## WRITTEN TASKS
1) According to the review of Vein's Ravel album, why is Ravel an excellent choice for the band? Answer in one to three sentences.
2) In the review of Vein's Ravel album, which saxophone does Andy Sheppard play at the start of Bolero?
3) Retype the part of the Vein album review starting at "Vein – Vein" and ending at "Noah Arnold saxophones.".

Vein – Vein plays Ravel
(Challenge Records DMCHR 71179. CD Review by Jane Mann)
This is the twelfth album from Swiss trio Vein. The band comprise the Arbenz twins pianist Michael and drummer Florian and bass player Thomas Lähns. Their guests on this album are famous English saxophonist Andy Sheppard, and a fine horn section: Martial In-Albon trumpet and flugelhorn; Florian Weiss trombone; Nils Fischer saxophones, bass clarinet and Noah Arnold saxophones.
Their well-received previous album The Chamber Music Effect consisted of original compositions inspired by a range of classical music. For this collection they have concentrated on the music of French composer Maurice Ravel (1875-1937) who used the then brand new jazz rhythms in his music, and who travelled to New York in 1928 where he met Gershwin. Together they visited the top music venues of Harlem, hearing Duke Ellington at the Cotton Club and many others. Ravel’s modern approach to composition, using traditional classical forms but incorporating non-traditional elements, in particular jazz, baroque and Spanish, as well as unusual instruments like saxophones, makes him an excellent choice for Vein and their idiosyncratic re-interpretations.
They have chosen eight Ravel pieces, starting with three movements from Le Tombeau de Couperin: Prelude, Forlane and Toccata. The trio have a impressively precise approach to intricate music – each is a virtuoso. After a delicate piano introduction, the trio are soon hurtling along, with a particularly percussive take on the Toccata. Then they tackle the Blues movement from Ravel’s violin sonata, an odd piece in its original form, which suits the Vein treatment very well, with the splendid muscular double bass making the most of the original violin part Next up is Ravel’s most well-known tune, Bolero. Here is the first of Andy Sheppard’s contributions: his playing is superb – he delivers an almost tentative start on soprano sax, with matching delicate piano and percussion playing from the Arbenzs, as piano and then Lähns‘s precise bass each pick up the theme in turn. The piece then gains momentum, driven on by the impressive horn section, to a enthusiastic and raucous conclusion.

## LISTED RECORDS
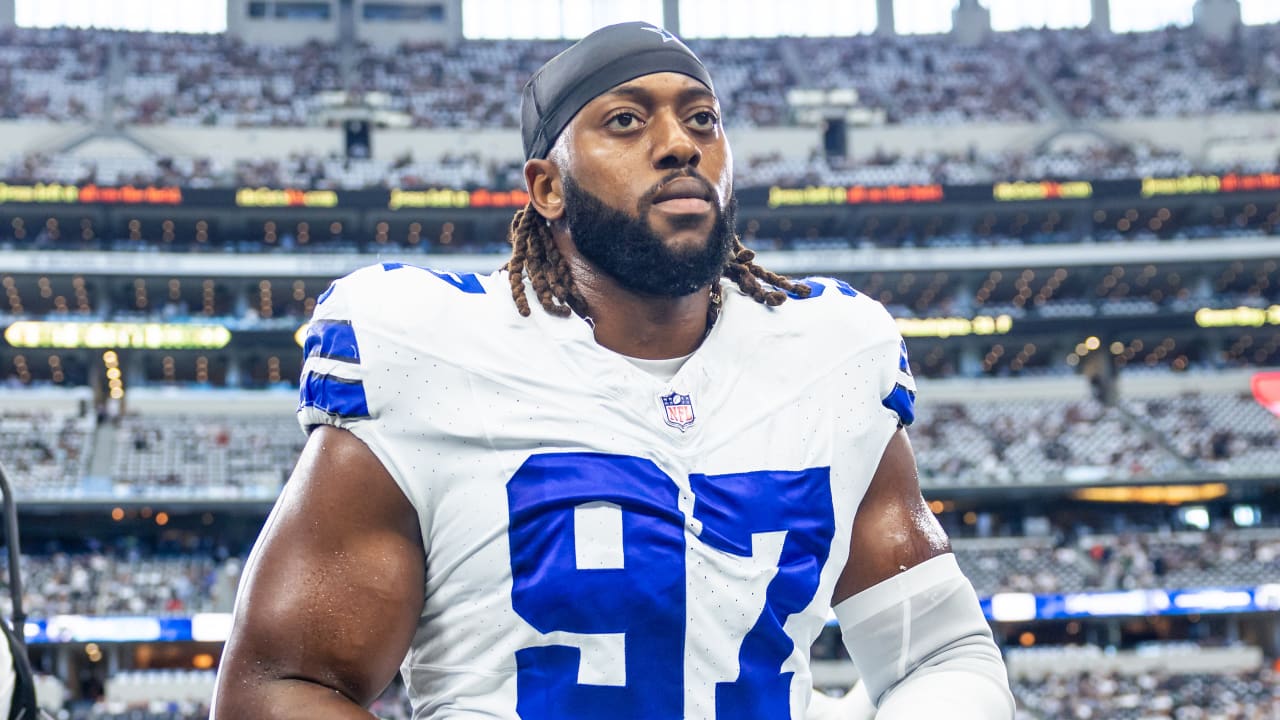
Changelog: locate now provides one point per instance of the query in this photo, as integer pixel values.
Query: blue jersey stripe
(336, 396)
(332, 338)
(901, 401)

---

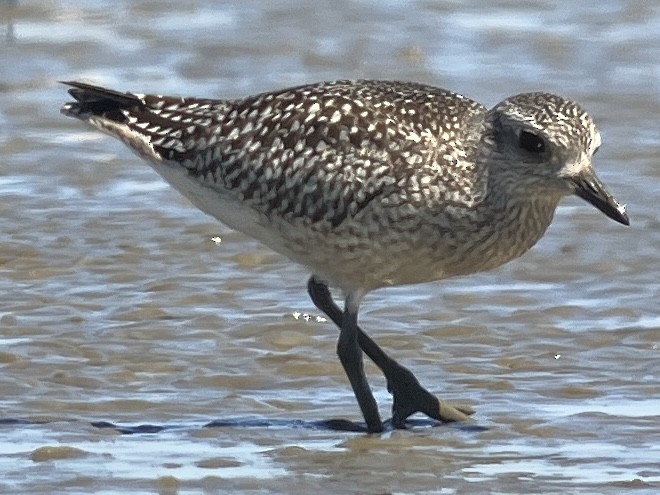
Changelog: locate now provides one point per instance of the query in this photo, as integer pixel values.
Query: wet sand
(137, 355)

## ANSWERS TO THE EXERCISES
1) Ravel took a modern approach to composition. He used traditional classical forms while incorporating non-traditional elements, in particular jazz, baroque and Spanish, as well as unusual instruments like saxophones. This makes him an excellent choice for Vein and their idiosyncratic re-interpretations.

2) Soprano sax.

3)
Vein – Vein plays Ravel
(Challenge Records DMCHR 71179. CD Review by Jane Mann)
This is the twelfth album from Swiss trio Vein. The band comprise the Arbenz twins pianist Michael and drummer Florian and bass player Thomas Lähns. Their guests on this album are famous English saxophonist Andy Sheppard, and a fine horn section: Martial In-Albon trumpet and flugelhorn; Florian Weiss trombone; Nils Fischer saxophones, bass clarinet and Noah Arnold saxophones.